-- Start Records to use --
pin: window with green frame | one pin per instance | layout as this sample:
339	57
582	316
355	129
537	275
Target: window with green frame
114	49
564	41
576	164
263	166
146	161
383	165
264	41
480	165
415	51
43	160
-- End Records to use --
• Your objective
Please rewrite all the items above, substituting "red frame" for each occurrence of "green frame" and leaving everything else unchanged.

• Written solution
pin: window with red frame | one pin per instance | layout as this sample:
339	57
582	316
355	129
537	275
Target: window with red frame
114	49
564	41
576	164
263	166
146	161
383	165
264	41
480	165
415	51
43	160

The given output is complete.